Render everything from the line containing "instance of the sky" down to the end of the records below as a two-column CSV with the headers instruction and answer. Give one row per record, put each field in double quotes, and replace any line breaks with spaces.
..........
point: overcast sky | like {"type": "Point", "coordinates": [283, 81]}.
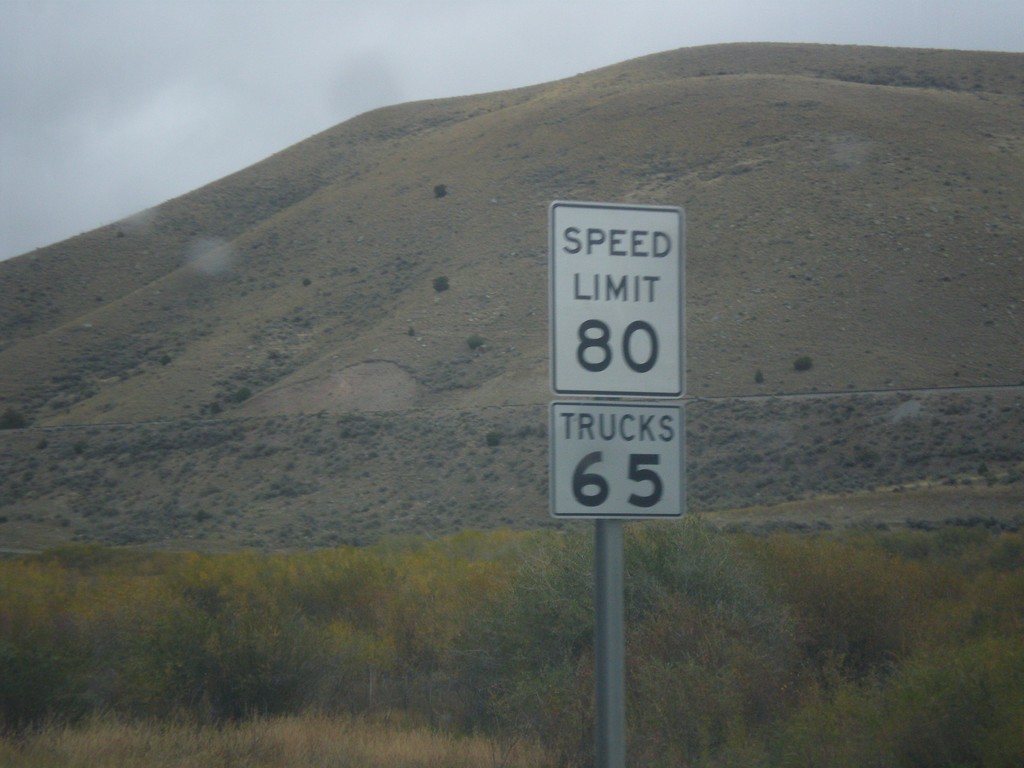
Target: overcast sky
{"type": "Point", "coordinates": [111, 107]}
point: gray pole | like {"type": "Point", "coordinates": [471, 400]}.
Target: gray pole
{"type": "Point", "coordinates": [609, 644]}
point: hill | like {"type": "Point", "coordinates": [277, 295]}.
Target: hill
{"type": "Point", "coordinates": [857, 206]}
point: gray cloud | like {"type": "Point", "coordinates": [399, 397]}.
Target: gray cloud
{"type": "Point", "coordinates": [111, 107]}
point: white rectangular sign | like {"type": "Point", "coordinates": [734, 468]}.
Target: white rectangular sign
{"type": "Point", "coordinates": [616, 460]}
{"type": "Point", "coordinates": [616, 306]}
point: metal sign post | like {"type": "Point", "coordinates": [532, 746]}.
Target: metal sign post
{"type": "Point", "coordinates": [609, 643]}
{"type": "Point", "coordinates": [616, 331]}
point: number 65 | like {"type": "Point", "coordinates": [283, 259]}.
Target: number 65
{"type": "Point", "coordinates": [591, 488]}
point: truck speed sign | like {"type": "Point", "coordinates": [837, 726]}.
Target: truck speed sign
{"type": "Point", "coordinates": [616, 309]}
{"type": "Point", "coordinates": [616, 460]}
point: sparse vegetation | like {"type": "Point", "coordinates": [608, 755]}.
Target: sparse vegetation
{"type": "Point", "coordinates": [12, 419]}
{"type": "Point", "coordinates": [790, 649]}
{"type": "Point", "coordinates": [803, 363]}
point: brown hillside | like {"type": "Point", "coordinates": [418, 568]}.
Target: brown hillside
{"type": "Point", "coordinates": [860, 206]}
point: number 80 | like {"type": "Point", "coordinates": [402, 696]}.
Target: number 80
{"type": "Point", "coordinates": [594, 334]}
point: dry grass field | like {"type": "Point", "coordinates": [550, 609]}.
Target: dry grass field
{"type": "Point", "coordinates": [309, 741]}
{"type": "Point", "coordinates": [266, 361]}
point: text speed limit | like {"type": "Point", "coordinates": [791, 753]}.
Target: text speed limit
{"type": "Point", "coordinates": [616, 460]}
{"type": "Point", "coordinates": [616, 286]}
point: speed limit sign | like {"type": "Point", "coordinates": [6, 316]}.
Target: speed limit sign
{"type": "Point", "coordinates": [616, 309]}
{"type": "Point", "coordinates": [616, 460]}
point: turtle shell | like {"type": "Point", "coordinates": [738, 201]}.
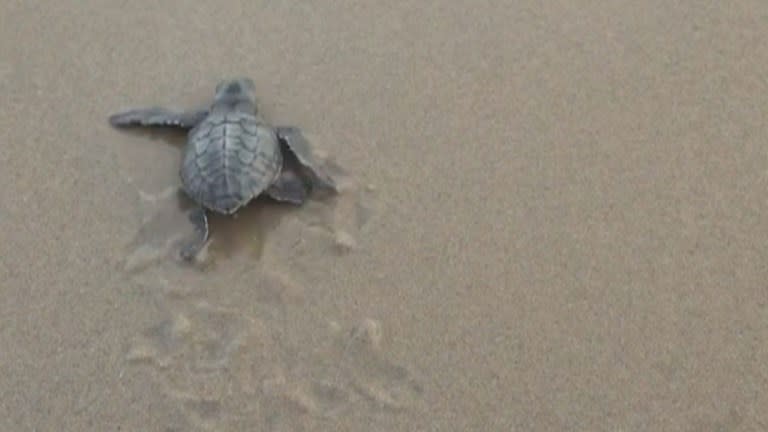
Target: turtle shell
{"type": "Point", "coordinates": [230, 158]}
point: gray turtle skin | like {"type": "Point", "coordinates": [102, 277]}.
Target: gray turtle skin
{"type": "Point", "coordinates": [232, 155]}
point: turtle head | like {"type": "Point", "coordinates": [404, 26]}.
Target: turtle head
{"type": "Point", "coordinates": [239, 93]}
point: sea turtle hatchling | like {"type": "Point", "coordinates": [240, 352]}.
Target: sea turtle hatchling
{"type": "Point", "coordinates": [232, 155]}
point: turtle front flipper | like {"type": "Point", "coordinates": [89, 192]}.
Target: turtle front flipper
{"type": "Point", "coordinates": [200, 220]}
{"type": "Point", "coordinates": [288, 188]}
{"type": "Point", "coordinates": [292, 139]}
{"type": "Point", "coordinates": [157, 116]}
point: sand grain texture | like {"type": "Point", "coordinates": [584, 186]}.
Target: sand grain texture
{"type": "Point", "coordinates": [554, 218]}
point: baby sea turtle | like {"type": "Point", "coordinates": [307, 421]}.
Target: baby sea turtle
{"type": "Point", "coordinates": [232, 155]}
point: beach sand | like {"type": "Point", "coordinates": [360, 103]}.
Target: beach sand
{"type": "Point", "coordinates": [552, 218]}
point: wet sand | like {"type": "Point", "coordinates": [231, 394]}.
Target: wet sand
{"type": "Point", "coordinates": [553, 218]}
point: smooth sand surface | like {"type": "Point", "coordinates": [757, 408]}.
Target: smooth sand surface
{"type": "Point", "coordinates": [554, 217]}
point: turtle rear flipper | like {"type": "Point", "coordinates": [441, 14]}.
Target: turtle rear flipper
{"type": "Point", "coordinates": [157, 116]}
{"type": "Point", "coordinates": [291, 138]}
{"type": "Point", "coordinates": [200, 221]}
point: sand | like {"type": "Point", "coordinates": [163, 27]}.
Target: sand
{"type": "Point", "coordinates": [553, 217]}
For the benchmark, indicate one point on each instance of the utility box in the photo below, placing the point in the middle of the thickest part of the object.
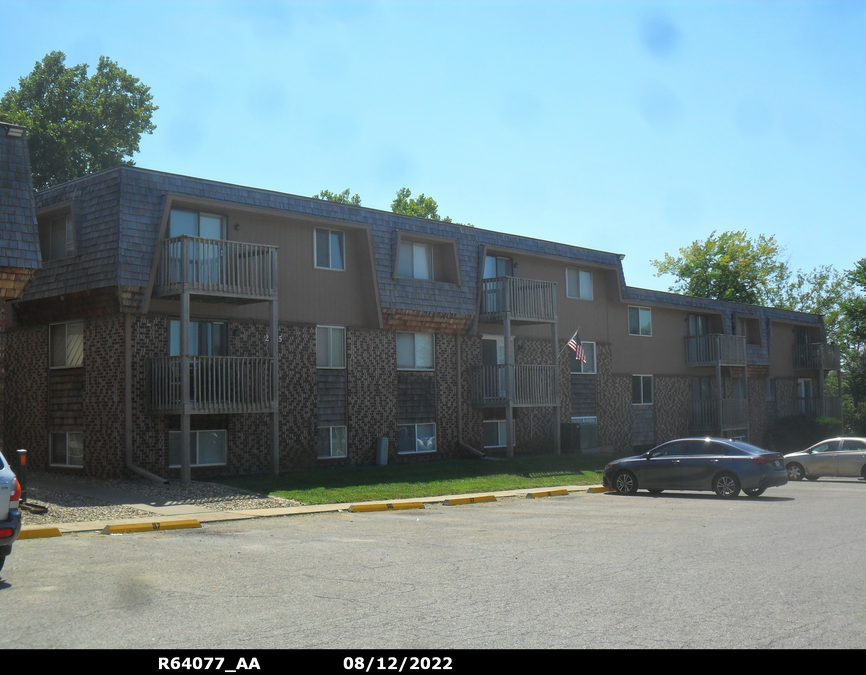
(382, 451)
(569, 435)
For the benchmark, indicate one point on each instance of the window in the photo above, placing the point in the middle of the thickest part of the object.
(641, 389)
(332, 442)
(579, 367)
(578, 283)
(416, 261)
(413, 438)
(330, 347)
(415, 351)
(329, 250)
(497, 266)
(67, 448)
(588, 431)
(640, 321)
(206, 448)
(67, 344)
(194, 224)
(206, 338)
(494, 433)
(61, 238)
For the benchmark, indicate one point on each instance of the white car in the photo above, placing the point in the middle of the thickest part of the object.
(10, 516)
(833, 457)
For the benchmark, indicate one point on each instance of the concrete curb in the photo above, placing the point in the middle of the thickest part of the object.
(396, 506)
(40, 532)
(469, 500)
(206, 516)
(547, 493)
(155, 526)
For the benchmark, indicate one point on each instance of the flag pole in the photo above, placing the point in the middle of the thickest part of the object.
(566, 344)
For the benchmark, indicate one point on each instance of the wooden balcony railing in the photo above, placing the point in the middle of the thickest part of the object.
(815, 406)
(705, 414)
(708, 350)
(816, 356)
(216, 267)
(217, 384)
(521, 299)
(533, 386)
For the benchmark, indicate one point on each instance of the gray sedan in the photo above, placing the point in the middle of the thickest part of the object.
(833, 457)
(721, 465)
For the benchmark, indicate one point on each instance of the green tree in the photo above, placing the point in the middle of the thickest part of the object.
(339, 197)
(854, 352)
(420, 206)
(821, 291)
(729, 266)
(78, 124)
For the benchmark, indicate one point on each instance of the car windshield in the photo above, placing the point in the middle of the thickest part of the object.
(747, 447)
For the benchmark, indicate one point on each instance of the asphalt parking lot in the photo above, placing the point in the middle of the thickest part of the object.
(676, 570)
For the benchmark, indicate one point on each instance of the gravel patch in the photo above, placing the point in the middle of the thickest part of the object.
(68, 507)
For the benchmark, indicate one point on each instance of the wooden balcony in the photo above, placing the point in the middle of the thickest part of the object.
(815, 406)
(816, 356)
(534, 386)
(217, 384)
(705, 415)
(216, 267)
(524, 300)
(709, 350)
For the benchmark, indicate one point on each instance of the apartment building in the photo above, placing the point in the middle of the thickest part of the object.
(185, 327)
(19, 246)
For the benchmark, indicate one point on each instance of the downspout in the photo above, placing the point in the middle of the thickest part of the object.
(460, 443)
(127, 386)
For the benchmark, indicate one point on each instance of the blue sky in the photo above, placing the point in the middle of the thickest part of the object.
(631, 127)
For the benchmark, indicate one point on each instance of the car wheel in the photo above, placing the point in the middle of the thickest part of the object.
(625, 483)
(726, 486)
(795, 471)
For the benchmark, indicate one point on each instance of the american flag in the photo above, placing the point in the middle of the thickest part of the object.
(577, 346)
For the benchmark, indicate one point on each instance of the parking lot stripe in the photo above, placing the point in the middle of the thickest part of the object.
(397, 506)
(151, 527)
(40, 533)
(469, 500)
(546, 493)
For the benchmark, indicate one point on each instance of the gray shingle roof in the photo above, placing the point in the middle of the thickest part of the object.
(118, 212)
(19, 241)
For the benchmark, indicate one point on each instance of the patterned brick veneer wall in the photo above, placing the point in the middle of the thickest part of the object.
(472, 418)
(533, 427)
(446, 397)
(672, 398)
(615, 418)
(103, 396)
(2, 367)
(786, 397)
(27, 392)
(372, 360)
(149, 432)
(757, 412)
(298, 381)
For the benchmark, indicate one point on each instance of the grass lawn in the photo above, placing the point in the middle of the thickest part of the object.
(427, 479)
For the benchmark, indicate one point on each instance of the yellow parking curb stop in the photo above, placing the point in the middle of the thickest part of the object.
(546, 493)
(41, 533)
(469, 500)
(151, 527)
(357, 508)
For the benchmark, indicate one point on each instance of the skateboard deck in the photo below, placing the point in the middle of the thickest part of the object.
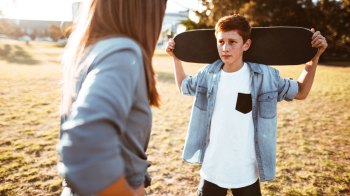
(280, 45)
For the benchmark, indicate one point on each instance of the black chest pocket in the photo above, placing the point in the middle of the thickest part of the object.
(201, 98)
(244, 103)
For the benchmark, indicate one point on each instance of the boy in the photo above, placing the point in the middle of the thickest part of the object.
(232, 131)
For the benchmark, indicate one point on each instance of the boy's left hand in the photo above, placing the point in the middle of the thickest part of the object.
(318, 41)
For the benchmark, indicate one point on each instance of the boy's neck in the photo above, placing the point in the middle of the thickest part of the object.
(233, 67)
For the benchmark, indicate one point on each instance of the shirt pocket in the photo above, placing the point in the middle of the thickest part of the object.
(268, 104)
(201, 98)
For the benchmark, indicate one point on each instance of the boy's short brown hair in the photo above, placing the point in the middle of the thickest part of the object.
(234, 22)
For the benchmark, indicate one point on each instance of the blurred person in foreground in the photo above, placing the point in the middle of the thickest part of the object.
(232, 130)
(108, 88)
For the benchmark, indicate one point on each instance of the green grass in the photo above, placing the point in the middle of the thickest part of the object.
(313, 141)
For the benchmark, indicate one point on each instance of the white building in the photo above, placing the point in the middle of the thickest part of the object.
(172, 26)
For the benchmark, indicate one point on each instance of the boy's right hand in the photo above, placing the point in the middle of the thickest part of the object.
(170, 48)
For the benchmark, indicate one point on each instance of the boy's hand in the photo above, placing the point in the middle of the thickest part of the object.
(170, 48)
(318, 41)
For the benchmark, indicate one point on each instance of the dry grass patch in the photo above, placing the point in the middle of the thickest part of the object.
(313, 135)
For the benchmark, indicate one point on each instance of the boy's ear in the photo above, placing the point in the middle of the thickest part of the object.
(247, 44)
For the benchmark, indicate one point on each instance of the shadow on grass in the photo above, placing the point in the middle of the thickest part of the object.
(16, 54)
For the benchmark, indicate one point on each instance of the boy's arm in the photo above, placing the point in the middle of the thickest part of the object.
(307, 76)
(179, 72)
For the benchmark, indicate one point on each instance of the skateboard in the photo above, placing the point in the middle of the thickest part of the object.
(279, 45)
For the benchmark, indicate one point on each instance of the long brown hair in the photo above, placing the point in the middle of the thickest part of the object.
(140, 20)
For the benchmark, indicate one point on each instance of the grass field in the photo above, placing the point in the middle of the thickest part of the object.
(313, 135)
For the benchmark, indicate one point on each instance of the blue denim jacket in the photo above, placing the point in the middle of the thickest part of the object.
(267, 89)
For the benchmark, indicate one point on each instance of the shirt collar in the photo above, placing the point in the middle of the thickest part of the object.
(252, 66)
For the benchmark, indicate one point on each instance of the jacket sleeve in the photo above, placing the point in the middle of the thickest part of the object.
(90, 145)
(287, 88)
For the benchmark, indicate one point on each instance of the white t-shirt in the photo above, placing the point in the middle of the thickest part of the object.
(230, 161)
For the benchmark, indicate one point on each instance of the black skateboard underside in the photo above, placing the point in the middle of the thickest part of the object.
(270, 46)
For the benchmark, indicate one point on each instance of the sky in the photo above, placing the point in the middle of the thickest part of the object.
(60, 10)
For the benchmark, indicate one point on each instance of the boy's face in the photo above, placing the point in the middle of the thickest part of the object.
(231, 47)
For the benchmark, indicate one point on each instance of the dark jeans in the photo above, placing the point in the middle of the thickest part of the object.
(206, 188)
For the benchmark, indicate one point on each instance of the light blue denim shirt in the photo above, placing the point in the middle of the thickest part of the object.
(267, 89)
..........
## ANSWER TO THIS EXERCISE:
instruction,answer
"For the benchmark, indicate one point on each instance of the sky in the photo above, placing the point in the middle of the thickest part of the object.","(60, 10)"
"For the benchmark, indicate one point on each instance of the boy's face in the photo above, placing the point in the middle of the thickest part of the object.","(231, 47)"
"For the benchmark, indicate one point on each instance of the dark jeans in the photo above, placing the point in the middle of the thickest part of the object.","(206, 188)"
"For the benchmark, indicate one point on each instance of the light blue denim shirt in the photo above, placing the point in the middle of the thickest part of the object.","(267, 89)"